What this task involves —
Scan the data, and whenever a line contains "concrete", copy it.

Material for this exercise —

───

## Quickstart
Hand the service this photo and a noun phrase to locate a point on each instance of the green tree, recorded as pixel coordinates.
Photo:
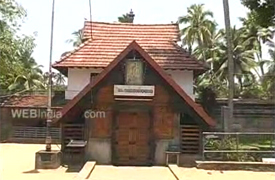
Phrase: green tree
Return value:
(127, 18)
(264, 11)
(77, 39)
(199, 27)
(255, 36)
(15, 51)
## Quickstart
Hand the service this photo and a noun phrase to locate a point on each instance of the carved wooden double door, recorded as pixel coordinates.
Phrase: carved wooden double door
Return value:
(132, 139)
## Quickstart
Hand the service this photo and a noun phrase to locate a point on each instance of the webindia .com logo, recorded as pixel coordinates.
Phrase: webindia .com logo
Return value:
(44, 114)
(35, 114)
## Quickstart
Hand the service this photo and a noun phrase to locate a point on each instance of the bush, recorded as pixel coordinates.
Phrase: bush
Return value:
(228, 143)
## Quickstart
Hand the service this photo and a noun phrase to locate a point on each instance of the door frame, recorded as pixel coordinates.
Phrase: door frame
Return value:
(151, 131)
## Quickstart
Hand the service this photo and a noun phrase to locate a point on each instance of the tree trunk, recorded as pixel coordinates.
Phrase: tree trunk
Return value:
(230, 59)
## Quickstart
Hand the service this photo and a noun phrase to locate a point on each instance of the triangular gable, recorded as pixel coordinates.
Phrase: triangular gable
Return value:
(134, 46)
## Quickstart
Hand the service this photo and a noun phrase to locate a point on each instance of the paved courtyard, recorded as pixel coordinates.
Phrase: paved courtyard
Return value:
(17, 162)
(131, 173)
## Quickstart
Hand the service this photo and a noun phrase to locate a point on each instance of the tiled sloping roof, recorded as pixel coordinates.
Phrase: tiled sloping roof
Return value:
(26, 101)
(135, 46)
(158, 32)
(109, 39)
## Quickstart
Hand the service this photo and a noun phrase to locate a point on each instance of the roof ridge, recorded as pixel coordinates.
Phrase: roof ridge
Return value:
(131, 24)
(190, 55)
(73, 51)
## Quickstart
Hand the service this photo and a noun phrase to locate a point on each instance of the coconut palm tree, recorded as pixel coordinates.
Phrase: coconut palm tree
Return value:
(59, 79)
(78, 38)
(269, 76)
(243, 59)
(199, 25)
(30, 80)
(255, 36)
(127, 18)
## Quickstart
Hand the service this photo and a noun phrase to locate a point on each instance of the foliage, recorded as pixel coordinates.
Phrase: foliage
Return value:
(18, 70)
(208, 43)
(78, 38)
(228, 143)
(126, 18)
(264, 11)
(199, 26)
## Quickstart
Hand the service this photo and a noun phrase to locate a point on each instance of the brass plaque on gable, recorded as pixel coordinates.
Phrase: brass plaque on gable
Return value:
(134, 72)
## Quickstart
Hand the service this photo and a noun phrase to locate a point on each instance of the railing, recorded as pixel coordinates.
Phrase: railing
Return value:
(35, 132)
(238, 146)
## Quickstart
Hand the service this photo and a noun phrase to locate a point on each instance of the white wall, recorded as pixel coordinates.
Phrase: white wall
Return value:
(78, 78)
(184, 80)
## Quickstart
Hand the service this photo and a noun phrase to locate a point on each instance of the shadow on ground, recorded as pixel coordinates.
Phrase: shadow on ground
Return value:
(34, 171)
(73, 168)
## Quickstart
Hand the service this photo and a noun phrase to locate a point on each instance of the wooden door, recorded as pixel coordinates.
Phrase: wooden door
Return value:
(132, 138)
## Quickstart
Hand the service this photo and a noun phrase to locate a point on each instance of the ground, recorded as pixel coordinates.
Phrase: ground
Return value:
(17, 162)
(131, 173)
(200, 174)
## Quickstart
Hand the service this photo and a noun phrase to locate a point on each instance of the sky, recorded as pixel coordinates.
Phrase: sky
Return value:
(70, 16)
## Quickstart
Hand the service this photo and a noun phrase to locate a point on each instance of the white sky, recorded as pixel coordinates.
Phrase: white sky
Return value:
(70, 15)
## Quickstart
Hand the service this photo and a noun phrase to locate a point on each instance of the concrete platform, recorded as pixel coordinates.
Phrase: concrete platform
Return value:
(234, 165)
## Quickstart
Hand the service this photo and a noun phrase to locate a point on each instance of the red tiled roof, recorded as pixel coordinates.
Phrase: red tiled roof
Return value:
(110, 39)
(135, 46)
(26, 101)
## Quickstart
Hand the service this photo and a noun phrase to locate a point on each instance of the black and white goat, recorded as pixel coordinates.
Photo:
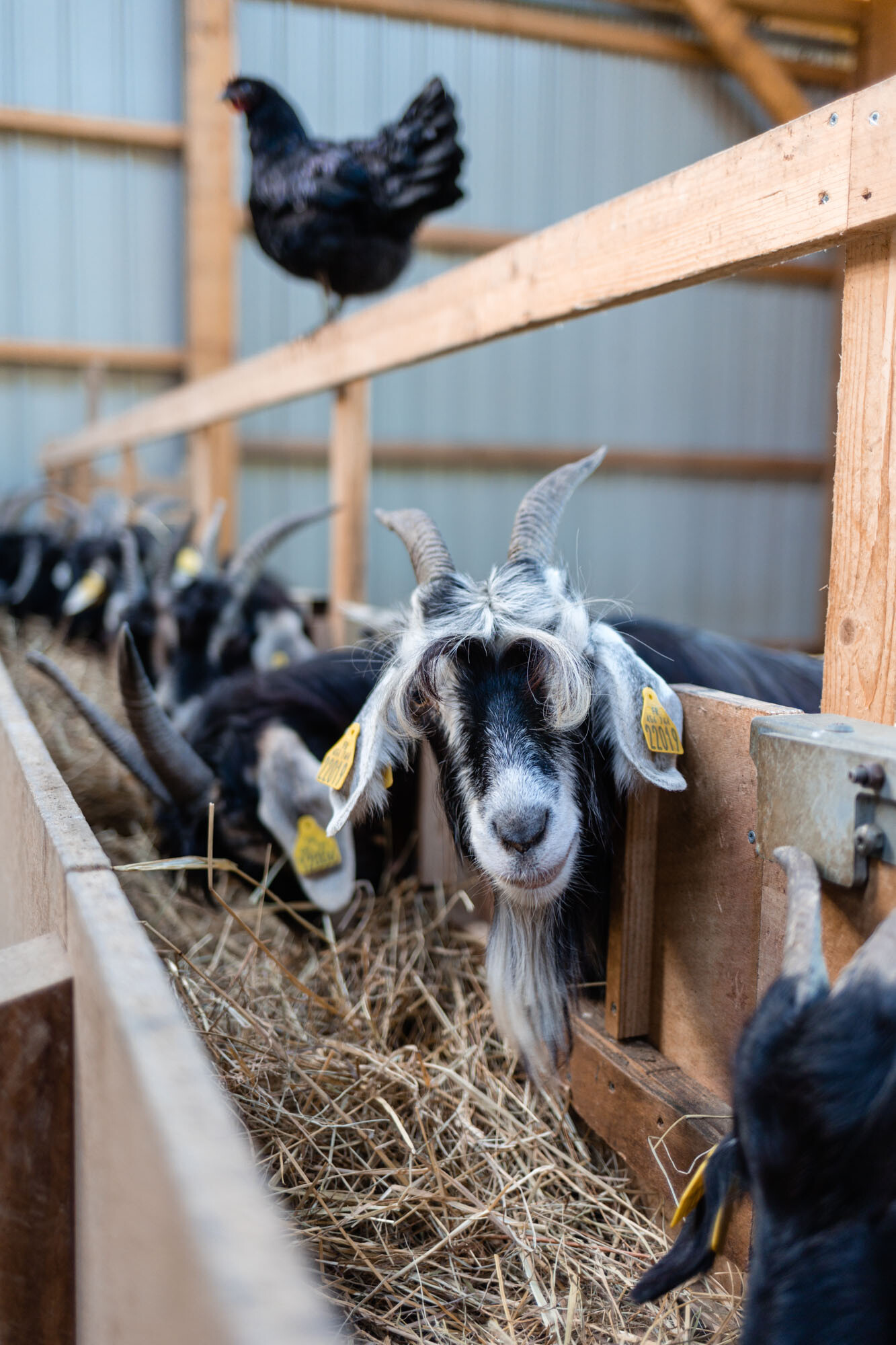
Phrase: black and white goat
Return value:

───

Exercise output —
Hand the service this photo and a noun phrase to locate a point on each instance of the concrete platform, recorded as pixel coordinates.
Phrase: concrete platform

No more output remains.